LIST OF TASKS.
A. Reproduce, word for word, the passage of the AI evidence abstract starting with "Mutual legal assistance" and going on through "legally plural landscape.".
B. Write the next part of the AI evidence abstract, picking up right after its final sentence.

ALSA 2025 meeting

Provenance over Jurisdiction: Building Equitable Access to AI-Generated Digital Evidence in Asia’s Diverse Legal Landscapes
2025-12-12 , Room01

Mutual legal assistance (MLA), a treaty mechanism by which one country requires evidence located in another, was built for paper records and now struggles with artificial-intelligence systems whose audit trails are short-lived, cloud-based, and dispersed across jurisdictions. This paper contends that a provenance-over-jurisdiction principle—under which courts admit digital material once its integrity and origin are cryptographically proved, irrespective of physical location—offers a fairer and more workable footing for Asia’s legally plural landscape.

RAW DATA.
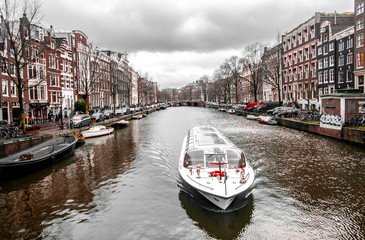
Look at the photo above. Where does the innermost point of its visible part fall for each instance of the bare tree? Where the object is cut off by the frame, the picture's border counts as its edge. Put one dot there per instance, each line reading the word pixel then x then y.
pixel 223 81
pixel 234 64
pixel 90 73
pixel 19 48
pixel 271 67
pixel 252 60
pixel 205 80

OUTPUTS BY TASK.
A.
Mutual legal assistance (MLA), a treaty mechanism by which one country requires evidence located in another, was built for paper records and now struggles with artificial-intelligence systems whose audit trails are short-lived, cloud-based, and dispersed across jurisdictions. This paper contends that a provenance-over-jurisdiction principle—under which courts admit digital material once its integrity and origin are cryptographically proved, irrespective of physical location—offers a fairer and more workable footing for Asia’s legally plural landscape.

B.
The research design combines two complementary legal methods. First, a PRISMA-guided bibliometric study of English-language sources (2014–2025) maps the distance between scholarship on AI bias and scholarship on transnational evidence. VOSviewer network analysis confirms limited cross-citation, indicating that distributive-justice questions remain undertheorized at their intersection. Second, a close doctrinal comparison examines statutory and soft-law instruments governing digital evidence in Japan, Indonesia, Singapore, and the Republic of Korea, read against the European Union’s risk-tiered AI Act and China’s algorithm-filing rules. Three recurrent pressure points emerge—dual-hash authentication thresholds, minimum log-retention periods, and the availability of rapid-preservation orders—each of which imposes disproportionate costs on parties with limited resources.
Relying on functional-equivalence doctrine and proportionality tests developed by Asian constitutional courts, the paper formulates model MLA clauses that embed the provenance principle while protecting privacy and fair-trial guarantees. The proposal shows how redirecting admissibility toward verifiable origin, rather than territorial seizure, can harmonize divergent regulatory schemes and broaden access to justice for communities harmed by AI-driven decisions across the region, and strengthen trust in cross-border investigative cooperation efforts.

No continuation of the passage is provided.